- **Instructions to follow**
In the statics solution, copy out everything from "Explanation of Solution" down to "negative $\left(\leftarrow -\right)$.", replacing "equilibrium" with "balance".

Chapter 3, Problem 31P

(a)

To determine

Calculate the reactions of the supports.

Answer to Problem 31P

The horizontal force at AB is $\underset{\_}{F_{ABx}=5.6\text{kips}(\to )}$.

The vertical force at AB is $\underset{\_}{F_{ABy}=5.6\text{kips}(\uparrow )}$.

The horizontal reaction at C is $\underset{\_}{C_x=25.6\text{kips}(\leftarrow )}$.

The vertical reaction at C is $\underset{\_}{C_y=38.4\text{kips}(\uparrow )}$.

The horizontal reaction at E is $\underset{\_}{E_x=20\text{kips}(\to )}$.

The vertical reaction at E is $\underset{\_}{E_y=40\text{kips}(\uparrow )}$.

Explanation of Solution

Given information:

The structure is given in the Figure.

Apply the sign conventions for calculating reactions using the three equations of equilibrium as shown below.

• For summation of forces along x-direction is equal to zero $\left(\sum F_x=0\right)$, consider the forces acting towards right side as positive $\left(\to +\right)$ and the forces acting towards left side as negative $\left(\leftarrow -\right)$.
• For summation of forces along y-direction is equal to zero $\left(\sum F_y=0\right)$, consider the upward force as positive $\left(\uparrow +\right)$ and the downward force as negative $\left(\downarrow -\right)$.
• For summation of moment about a point is equal to zero $\left(\sum M_{\text{at}\text{a}\text{point}}=0\right)$, consider the counter clockwise moment as positive and the clockwise moment as negative.

Calculation:

Sketch the free body diagram of the truss as shown in Figure 1.

Refer to Figure 1.

Sketch the free body diagram of the truss 2 as shown in Figure 2.

Refer to Figure 2.

Calculate the angle of the member DE as shown below.

$\begin{array}{l}\tan \theta =\frac{2}{1}\\ \theta =63.43°\end{array}$

Use equilibrium equations.

Find the vertical reaction at E:

Summation of moment about B is equal to 0.

$\begin{array}{l}\sum M_B=0\\ -E_y\times 60+60\times 40=0\\ E_y=40\text{kips}(\uparrow )\end{array}$

Hence, the vertical reaction at E is $\underset{\_}{E_y=40\text{kips}(\uparrow )}$.

Calculate the horizontal reaction $E_x$ as shown below.

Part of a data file
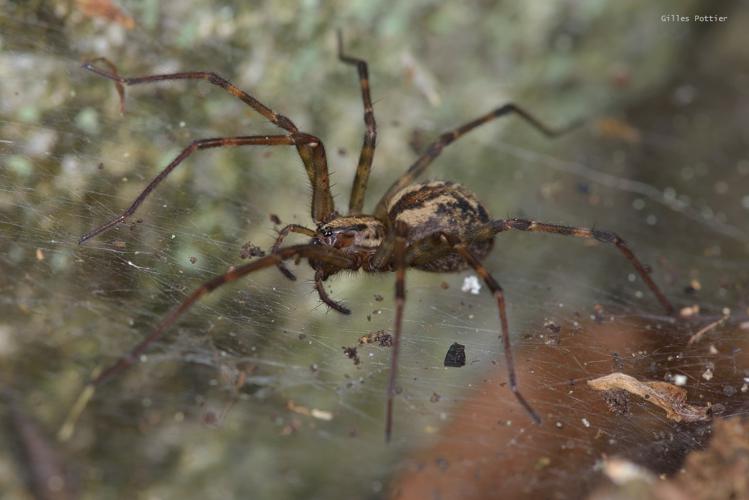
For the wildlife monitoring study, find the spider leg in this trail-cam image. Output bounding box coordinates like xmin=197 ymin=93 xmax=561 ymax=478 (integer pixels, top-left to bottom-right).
xmin=78 ymin=135 xmax=294 ymax=244
xmin=270 ymin=224 xmax=315 ymax=281
xmin=337 ymin=30 xmax=377 ymax=214
xmin=385 ymin=223 xmax=408 ymax=442
xmin=90 ymin=245 xmax=351 ymax=386
xmin=445 ymin=236 xmax=541 ymax=424
xmin=375 ymin=103 xmax=581 ymax=220
xmin=315 ymin=271 xmax=351 ymax=314
xmin=83 ymin=58 xmax=335 ymax=222
xmin=492 ymin=219 xmax=674 ymax=314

- **Answer to this problem**
Explanation of Solution

Given information:

The structure is given in the Figure.

Apply the sign conventions for calculating reactions using the three equations of balance as shown below.

• For summation of forces along x-direction is equal to zero $\left(\sum F_x=0\right)$, consider the forces acting towards right side as positive $\left(\to +\right)$ and the forces acting towards left side as negative $\left(\leftarrow -\right)$.